┌─ EXCERPT TO READ

Re: Tesseract Training

Sriranga(78yrsold) Sun, 23 Jan 2011 21:42:25 -0800

Dear  Sochenda,
thanks for the updated me.
1) I am curious to know whether you are able to edit in owler tool or
manually edited the box file ?
2) unicharambigs file  = I am not able to create unicharambigs for Kannada
even following latest intructions in wiki
 In this connection, I have posted problem faced by me  under issue No:433 -
which is still pending for solution. copy of om.unicharambigs is attached
for your information. I could not understand where I made a mistake?
េ ក  tested  it does not merge with consonant  so it appears េ  is
independent vowel and not dependent vowel. As such your file is appears to
be in order and I feel it  should work - however please change v1 to v12  as
per wiki instructions. and try again.
With Best of Luck,
-sriranga(78yrsold)



On Mon, Jan 24, 2011 at 8:33 AM, KHEM Sochenda <[email protected]>wrote:

> Dear Sriranga,
>
> I mean I will test and check if it work well with what I classify now, or
> may I have to adapt something more.
>
> I have one more question, I put some entry in the unicharambigs file;
> however It seems the tess doesn't care what I have put in the file and the
> output is just the same as no entry in the unicharambigs. Please see the
> attachment as the test file and unicharambigs.
>
> Of course, I thank you and Dmitry so much for his fruitful comments on this
> issues.

└─

» **GIVEN PROBLEM A**
In the Tesseract training thread, what issue number did Sriranga post the problem under?
» **GIVEN PROBLEM B**
Shorten the paragraph in the Tesseract training thread that begins "I have one more question," keeping its main facts.
The listing that comes next isn't needed.

┌─ DATASET

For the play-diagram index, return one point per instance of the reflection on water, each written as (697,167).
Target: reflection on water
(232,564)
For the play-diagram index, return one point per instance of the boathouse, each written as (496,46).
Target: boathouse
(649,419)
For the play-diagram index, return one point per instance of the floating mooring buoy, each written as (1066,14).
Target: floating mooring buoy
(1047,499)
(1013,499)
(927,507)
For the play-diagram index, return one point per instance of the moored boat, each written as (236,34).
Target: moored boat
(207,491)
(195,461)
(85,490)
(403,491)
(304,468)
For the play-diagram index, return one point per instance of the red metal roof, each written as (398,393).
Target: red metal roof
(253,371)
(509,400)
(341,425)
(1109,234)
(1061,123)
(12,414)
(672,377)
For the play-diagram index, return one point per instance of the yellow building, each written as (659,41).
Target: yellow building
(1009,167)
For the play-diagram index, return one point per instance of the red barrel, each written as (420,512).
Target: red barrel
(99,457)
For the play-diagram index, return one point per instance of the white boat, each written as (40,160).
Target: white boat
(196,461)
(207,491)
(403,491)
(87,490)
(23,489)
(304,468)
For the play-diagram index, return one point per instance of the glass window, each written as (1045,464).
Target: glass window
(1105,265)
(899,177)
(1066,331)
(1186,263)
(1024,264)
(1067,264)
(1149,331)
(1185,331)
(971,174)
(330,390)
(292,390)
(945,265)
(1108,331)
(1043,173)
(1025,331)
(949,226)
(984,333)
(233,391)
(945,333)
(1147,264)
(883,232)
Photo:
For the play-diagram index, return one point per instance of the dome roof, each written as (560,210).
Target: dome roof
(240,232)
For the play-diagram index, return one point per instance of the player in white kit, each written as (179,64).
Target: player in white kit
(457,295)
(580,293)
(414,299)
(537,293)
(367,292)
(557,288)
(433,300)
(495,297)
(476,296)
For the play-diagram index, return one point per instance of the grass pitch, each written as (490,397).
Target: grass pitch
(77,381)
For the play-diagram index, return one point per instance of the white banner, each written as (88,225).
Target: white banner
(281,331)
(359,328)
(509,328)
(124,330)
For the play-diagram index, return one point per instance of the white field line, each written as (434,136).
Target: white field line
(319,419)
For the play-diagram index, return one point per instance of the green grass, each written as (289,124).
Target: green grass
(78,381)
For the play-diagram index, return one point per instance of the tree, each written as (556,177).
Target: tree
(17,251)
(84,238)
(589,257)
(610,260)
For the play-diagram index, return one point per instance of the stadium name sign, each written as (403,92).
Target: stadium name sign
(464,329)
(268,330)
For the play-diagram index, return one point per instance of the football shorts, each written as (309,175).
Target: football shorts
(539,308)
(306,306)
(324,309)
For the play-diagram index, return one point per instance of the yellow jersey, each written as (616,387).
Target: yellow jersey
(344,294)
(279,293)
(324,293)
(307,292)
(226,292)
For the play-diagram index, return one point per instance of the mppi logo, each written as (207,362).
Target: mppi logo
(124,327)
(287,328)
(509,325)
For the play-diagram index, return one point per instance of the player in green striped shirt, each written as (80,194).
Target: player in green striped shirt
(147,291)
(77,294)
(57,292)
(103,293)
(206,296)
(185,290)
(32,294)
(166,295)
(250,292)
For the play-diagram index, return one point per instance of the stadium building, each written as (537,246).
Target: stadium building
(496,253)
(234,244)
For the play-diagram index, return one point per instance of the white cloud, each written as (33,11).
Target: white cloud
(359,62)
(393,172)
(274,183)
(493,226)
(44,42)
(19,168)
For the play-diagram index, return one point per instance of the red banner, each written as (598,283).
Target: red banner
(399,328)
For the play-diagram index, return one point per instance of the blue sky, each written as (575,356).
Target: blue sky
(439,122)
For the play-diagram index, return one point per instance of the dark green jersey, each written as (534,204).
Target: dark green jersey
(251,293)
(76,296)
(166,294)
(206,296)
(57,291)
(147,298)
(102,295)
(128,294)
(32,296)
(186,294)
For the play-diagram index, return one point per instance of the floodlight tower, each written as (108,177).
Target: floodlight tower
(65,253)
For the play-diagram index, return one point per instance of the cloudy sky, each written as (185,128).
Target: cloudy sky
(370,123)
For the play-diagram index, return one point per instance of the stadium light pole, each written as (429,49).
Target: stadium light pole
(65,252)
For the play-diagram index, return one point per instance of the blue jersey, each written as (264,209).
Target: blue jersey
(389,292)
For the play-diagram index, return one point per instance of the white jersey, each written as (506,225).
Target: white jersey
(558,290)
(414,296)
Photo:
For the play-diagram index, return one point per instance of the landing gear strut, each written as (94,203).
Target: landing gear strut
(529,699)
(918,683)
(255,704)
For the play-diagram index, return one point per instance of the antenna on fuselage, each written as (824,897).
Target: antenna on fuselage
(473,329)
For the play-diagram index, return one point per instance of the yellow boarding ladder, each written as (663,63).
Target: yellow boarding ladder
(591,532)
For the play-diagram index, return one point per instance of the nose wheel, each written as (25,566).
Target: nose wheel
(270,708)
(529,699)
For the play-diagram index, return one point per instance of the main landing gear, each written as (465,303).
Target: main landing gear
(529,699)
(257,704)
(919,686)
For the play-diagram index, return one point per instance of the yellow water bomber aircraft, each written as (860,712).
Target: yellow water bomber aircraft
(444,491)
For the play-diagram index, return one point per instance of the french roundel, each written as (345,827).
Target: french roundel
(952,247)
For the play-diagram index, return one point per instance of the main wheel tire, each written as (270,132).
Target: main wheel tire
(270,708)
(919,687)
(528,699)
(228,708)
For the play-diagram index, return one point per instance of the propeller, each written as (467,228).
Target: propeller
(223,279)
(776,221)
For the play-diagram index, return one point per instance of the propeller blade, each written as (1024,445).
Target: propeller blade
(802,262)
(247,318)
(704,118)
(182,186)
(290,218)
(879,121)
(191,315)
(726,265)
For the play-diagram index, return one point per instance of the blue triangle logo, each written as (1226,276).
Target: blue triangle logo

└─

» **FINAL ANSWER A**
Issue No. 433.

» **FINAL ANSWER B**
Entries were added to the unicharambigs file, but Tesseract seems to ignore them. The output is the same as with no entries. The test file and the unicharambigs file are attached.